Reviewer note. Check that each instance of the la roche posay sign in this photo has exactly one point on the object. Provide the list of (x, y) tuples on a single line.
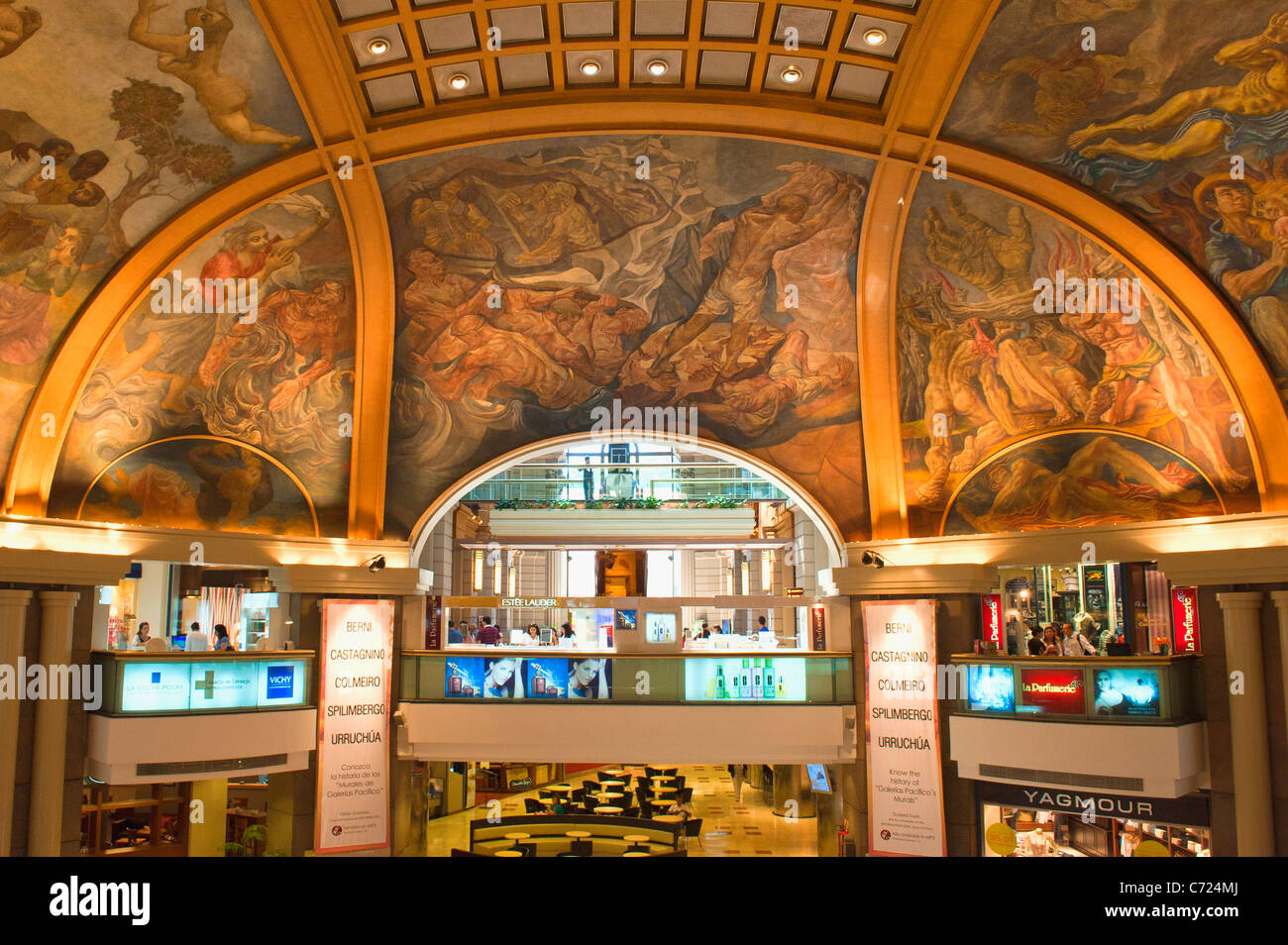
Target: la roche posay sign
[(906, 810), (353, 725), (155, 686)]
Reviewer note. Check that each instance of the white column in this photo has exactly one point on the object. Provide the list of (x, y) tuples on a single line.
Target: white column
[(1280, 599), (13, 623), (1249, 742), (50, 752)]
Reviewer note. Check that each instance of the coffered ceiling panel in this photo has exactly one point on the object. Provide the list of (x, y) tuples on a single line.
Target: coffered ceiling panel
[(831, 55)]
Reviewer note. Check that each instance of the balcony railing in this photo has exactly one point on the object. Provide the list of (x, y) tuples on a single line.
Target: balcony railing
[(137, 682), (1136, 690), (661, 480), (752, 679)]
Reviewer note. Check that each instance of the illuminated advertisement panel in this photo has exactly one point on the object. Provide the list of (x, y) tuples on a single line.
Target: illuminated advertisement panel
[(1057, 691), (743, 679), (991, 687)]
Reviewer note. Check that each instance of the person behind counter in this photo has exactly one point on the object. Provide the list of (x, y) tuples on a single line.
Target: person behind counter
[(222, 640), (488, 635), (1035, 647), (196, 639)]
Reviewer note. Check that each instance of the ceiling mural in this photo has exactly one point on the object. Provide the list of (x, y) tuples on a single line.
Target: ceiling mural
[(1080, 480), (200, 483), (249, 339), (1179, 114), (97, 153), (540, 280), (1013, 325)]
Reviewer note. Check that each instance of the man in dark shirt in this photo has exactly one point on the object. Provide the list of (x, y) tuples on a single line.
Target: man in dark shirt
[(1037, 647), (489, 635)]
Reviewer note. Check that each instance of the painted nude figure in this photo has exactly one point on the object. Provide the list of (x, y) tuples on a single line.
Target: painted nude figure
[(1206, 116), (226, 99)]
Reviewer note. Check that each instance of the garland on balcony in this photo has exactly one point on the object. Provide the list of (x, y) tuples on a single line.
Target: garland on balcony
[(651, 502)]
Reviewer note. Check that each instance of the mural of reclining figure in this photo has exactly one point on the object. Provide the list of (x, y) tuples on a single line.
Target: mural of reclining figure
[(1209, 116), (752, 404), (1029, 494)]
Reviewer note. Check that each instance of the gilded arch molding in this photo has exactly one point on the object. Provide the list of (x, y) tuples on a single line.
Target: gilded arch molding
[(903, 142)]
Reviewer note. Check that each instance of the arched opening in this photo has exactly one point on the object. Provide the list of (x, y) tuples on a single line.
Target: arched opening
[(825, 525)]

####

▶ _Written task_
Copy the whole listing above word for word, leaving out the pictures.

▶ _Complete output_
Reviewer note. Check that each instance of the la roche posay sign in this photo has exactly one point on the object. Provide the list of (x, y) tuples on a single line.
Target: la roche posay sign
[(906, 810), (353, 725), (155, 686)]
Reviewer note. Check that each instance of the white column in this photo has exactly one point on the object. Provide the list of (x, y) tuples on a single line.
Target: white column
[(1280, 599), (13, 623), (1249, 742), (50, 752)]
Reviewer note. Check that each instance of the coffered ceiling panel in this photo has exactly one point on the object. Provide the list of (x, y) tuples on a single line.
Target: coffered ceiling panel
[(831, 55)]
Reviewer note. Check that each instance of the balcony railing in this photo has exactly one point on the object. Provide the list of (x, y) tuples on a single line.
Target: balcony railing
[(137, 682), (1136, 690), (661, 480), (752, 679)]
Reviewer note. Check that each instance of the illuminated advertisement panel in this photo has exactly one point on the object. Provide the list of (x, y) tuples on a single line.
Target: illuminated advertisement panel
[(1057, 691), (743, 679), (991, 687)]
Reviewer note. Check that each instance of the person behind counter in this photo has exactly one point on the object. Provide the list of (x, y) tuples on a single line.
Target: person behind counter
[(222, 640), (488, 635), (1035, 647), (196, 639)]
Reviewer note. Check that each instance of the ceiling mural in this photo has exactly one point on the object. Provide the list of (x, y) tuples on a single line.
Target: ceiling mural
[(1080, 480), (200, 483), (249, 339), (1179, 114), (97, 153), (540, 280), (1013, 325)]
Reviewer note. Check that each instance of the man in dark shirt in this photo has exactly one point on the object. Provide the list of (x, y) tuples on a single line.
Target: man in dark shirt
[(1037, 647), (489, 635)]
Reviewer note. Check that each instance of the painted nude figure in this photo has exactly one point on the object. Provide the list of (x, y) tuples on a single line.
Target: painted nude figure
[(1206, 116), (226, 99)]
Reviewer note. Check that each instance of the garland on balcony in this photo has exactly one point on the object. Provide the list of (x, y) tuples on a single line.
Target: garland on balcony
[(651, 502)]
Reviewer note. Check that each instance of the mural of reclining figure in this photo has exactly one point on the object. Provide the list of (x, y) tuples on a single line.
Target: mural of reclining figure
[(1209, 116), (752, 404), (1029, 494)]
Reviewer note. Check that each instance of the gilded arch molding in this photo has exactly one point on the object. Provide the list of (x, y) tuples on a single line.
Target: gilded arch molding
[(903, 142)]
Reviewer note. Check that each instance of the arched opening in this photo has exactly one point on the object. Provide the list of (x, y) tuples on a single line.
Target: arched opening
[(825, 525)]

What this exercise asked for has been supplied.